(Labeled-object pointing entries)
════════

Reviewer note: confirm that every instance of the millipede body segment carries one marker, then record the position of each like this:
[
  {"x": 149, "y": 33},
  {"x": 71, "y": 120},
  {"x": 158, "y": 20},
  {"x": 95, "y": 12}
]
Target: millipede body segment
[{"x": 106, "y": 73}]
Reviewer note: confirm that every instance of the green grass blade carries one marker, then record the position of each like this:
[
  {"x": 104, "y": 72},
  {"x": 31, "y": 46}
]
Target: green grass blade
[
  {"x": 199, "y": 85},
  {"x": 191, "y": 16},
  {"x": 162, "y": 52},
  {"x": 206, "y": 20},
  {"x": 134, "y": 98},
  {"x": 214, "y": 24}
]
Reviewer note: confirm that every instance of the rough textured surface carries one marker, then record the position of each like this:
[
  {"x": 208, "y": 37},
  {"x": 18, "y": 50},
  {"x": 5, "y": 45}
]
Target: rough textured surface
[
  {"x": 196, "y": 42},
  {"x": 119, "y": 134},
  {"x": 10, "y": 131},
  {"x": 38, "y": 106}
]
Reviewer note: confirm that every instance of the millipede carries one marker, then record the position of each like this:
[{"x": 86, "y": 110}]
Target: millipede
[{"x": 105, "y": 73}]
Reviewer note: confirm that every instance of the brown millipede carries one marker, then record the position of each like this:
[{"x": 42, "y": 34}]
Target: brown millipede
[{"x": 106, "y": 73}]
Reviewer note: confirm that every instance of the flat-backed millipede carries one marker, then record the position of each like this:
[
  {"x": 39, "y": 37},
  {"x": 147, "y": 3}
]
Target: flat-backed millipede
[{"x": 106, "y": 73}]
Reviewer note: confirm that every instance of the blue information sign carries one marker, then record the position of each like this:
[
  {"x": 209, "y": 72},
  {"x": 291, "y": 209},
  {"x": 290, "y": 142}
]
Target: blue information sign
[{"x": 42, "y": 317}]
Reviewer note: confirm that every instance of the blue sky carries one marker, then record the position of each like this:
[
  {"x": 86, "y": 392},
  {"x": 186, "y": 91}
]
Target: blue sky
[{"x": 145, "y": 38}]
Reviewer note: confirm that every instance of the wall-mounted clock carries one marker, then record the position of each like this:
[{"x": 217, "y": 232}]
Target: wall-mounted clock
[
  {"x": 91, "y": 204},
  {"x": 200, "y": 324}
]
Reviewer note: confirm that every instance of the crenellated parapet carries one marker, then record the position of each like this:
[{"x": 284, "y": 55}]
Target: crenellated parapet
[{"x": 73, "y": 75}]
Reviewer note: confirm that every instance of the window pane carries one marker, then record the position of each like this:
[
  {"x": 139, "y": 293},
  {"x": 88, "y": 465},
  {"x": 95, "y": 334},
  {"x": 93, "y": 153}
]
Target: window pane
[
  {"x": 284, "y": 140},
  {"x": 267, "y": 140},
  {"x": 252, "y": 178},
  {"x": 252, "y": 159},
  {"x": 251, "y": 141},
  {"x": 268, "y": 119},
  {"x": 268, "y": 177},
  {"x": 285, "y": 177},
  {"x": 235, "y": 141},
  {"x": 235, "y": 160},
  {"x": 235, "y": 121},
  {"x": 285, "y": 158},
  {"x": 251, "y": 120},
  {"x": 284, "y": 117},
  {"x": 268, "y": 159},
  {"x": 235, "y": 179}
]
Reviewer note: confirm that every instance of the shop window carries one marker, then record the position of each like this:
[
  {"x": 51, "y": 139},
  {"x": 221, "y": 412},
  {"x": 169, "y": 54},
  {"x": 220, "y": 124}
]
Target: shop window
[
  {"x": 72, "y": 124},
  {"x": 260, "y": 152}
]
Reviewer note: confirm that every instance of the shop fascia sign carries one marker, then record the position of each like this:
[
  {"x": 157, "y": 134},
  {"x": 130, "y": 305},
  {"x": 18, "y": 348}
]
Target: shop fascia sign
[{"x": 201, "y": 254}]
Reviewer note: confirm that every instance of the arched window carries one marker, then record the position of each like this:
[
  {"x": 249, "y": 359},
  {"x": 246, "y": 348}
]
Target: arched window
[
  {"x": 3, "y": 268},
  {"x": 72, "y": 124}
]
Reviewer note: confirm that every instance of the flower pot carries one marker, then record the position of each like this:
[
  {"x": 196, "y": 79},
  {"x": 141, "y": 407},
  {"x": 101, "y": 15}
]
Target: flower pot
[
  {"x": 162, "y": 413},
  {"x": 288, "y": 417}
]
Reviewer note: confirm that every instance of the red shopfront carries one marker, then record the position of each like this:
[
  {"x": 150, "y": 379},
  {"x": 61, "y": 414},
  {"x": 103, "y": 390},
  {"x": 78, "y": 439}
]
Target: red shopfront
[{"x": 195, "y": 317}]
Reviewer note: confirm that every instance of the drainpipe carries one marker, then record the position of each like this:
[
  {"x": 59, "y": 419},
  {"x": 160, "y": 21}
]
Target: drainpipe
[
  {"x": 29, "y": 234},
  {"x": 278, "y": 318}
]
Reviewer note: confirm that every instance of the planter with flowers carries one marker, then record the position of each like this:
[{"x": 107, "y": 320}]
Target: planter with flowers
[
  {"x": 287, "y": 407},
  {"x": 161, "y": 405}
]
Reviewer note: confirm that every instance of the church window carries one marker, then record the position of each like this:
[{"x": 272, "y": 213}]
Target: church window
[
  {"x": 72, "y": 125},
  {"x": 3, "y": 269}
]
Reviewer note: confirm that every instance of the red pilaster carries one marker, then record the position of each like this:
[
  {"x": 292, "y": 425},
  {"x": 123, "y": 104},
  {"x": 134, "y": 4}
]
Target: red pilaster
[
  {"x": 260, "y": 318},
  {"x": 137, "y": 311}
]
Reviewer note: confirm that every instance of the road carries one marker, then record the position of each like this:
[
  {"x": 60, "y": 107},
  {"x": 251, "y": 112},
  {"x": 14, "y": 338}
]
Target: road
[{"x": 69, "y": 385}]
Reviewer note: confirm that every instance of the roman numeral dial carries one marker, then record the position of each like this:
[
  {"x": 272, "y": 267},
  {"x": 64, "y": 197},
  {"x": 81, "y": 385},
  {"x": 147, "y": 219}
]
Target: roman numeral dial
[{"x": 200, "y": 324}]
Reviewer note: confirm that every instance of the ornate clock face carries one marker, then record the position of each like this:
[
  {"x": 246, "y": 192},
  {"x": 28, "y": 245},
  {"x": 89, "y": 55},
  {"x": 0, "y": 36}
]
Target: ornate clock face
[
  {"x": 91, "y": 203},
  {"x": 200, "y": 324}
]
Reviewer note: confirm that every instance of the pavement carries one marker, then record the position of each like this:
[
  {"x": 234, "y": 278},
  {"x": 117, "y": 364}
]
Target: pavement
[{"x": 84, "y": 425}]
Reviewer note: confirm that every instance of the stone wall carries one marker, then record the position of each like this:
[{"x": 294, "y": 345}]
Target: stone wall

════════

Rewrite the material from the line containing "Reviewer note: confirm that every instance of the road" through the end of the material, with "pavement" replaced by "sidewalk" and everything else left the same.

Result for this task:
Reviewer note: confirm that every instance of the road carries one marker, then record the position of each like this:
[
  {"x": 60, "y": 107},
  {"x": 251, "y": 112},
  {"x": 14, "y": 338}
]
Target: road
[{"x": 69, "y": 385}]
Reviewer note: confirm that every instance of the roman numeral dial carries one marker, then record the position of each like this:
[
  {"x": 272, "y": 267},
  {"x": 64, "y": 197},
  {"x": 81, "y": 385},
  {"x": 147, "y": 219}
]
Target: roman numeral dial
[{"x": 200, "y": 324}]
Reviewer note: confirm that every instance of the ornate clock face carries one marker, then record the position of each like this:
[
  {"x": 246, "y": 192},
  {"x": 28, "y": 245},
  {"x": 89, "y": 55},
  {"x": 0, "y": 36}
]
Target: ornate clock face
[
  {"x": 91, "y": 203},
  {"x": 200, "y": 324}
]
Reviewer note: confirm that every instance of the sidewalk carries one marker, then record the position of each like this:
[
  {"x": 234, "y": 278},
  {"x": 117, "y": 364}
]
Target: sidewalk
[{"x": 84, "y": 425}]
Reviewer note: confirm that every instance of the stone wall carries one marker, then record the position of each like this:
[{"x": 294, "y": 345}]
Target: stone wall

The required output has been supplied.